Repurposing One Macro Content
When you sign up for my free Digital Marketing Nuts & Bolts workshop, you get a bonus doc that shares how to repurpose one piece of macro content into different pieces. But I realized that while I told you the vehicles to share it out, I did not share how to break it down into smaller pieces.
So let’s do this with an example statement and pretend I wrote a long 500-word blog post about it.
Main idea and macro content:
Bicycle helmets should be worn every time you get on a bike. I own a bike shop and here are things to look for…
Type of long-form/macro content:
Newsletter article, podcast, long-form video or blog article
How to break this up:
- Create a listicle: 5 reasons why bike helmets should be worn when biking.
- Share a story: “In my 20s, I traveled to Hawaii by myself and met up with a friend’s friend.** During dinner, he told me that he was hit by a bus while biking to work. If he hadn’t worn a bike helmet, he would have died. (He had to go into surgery for the swelling, was in a coma but at least he made it through – thanks to the helmet protecting his brain.)”

THE DATA ::
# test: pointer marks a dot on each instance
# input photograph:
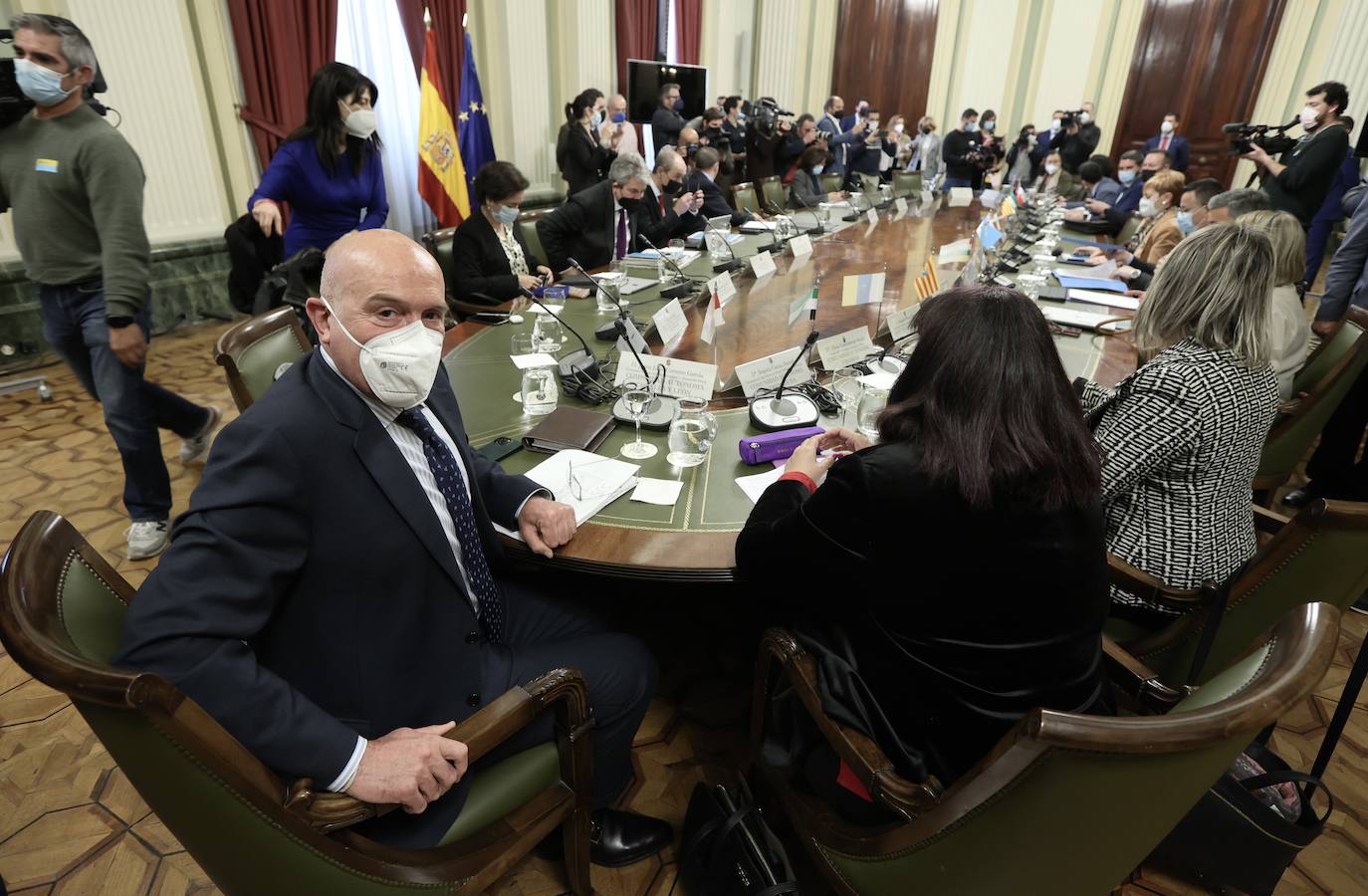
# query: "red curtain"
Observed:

REQUIRED ACTION :: Reproduce everything from "Repurposing One Macro" down to "post about it." in the text on repurposing macro content, copying it word for word.

SOLUTION ::
Repurposing One Macro Content
When you sign up for my free Digital Marketing Nuts & Bolts workshop, you get a bonus doc that shares how to repurpose one piece of macro content into different pieces. But I realized that while I told you the vehicles to share it out, I did not share how to break it down into smaller pieces.
So let’s do this with an example statement and pretend I wrote a long 500-word blog post about it.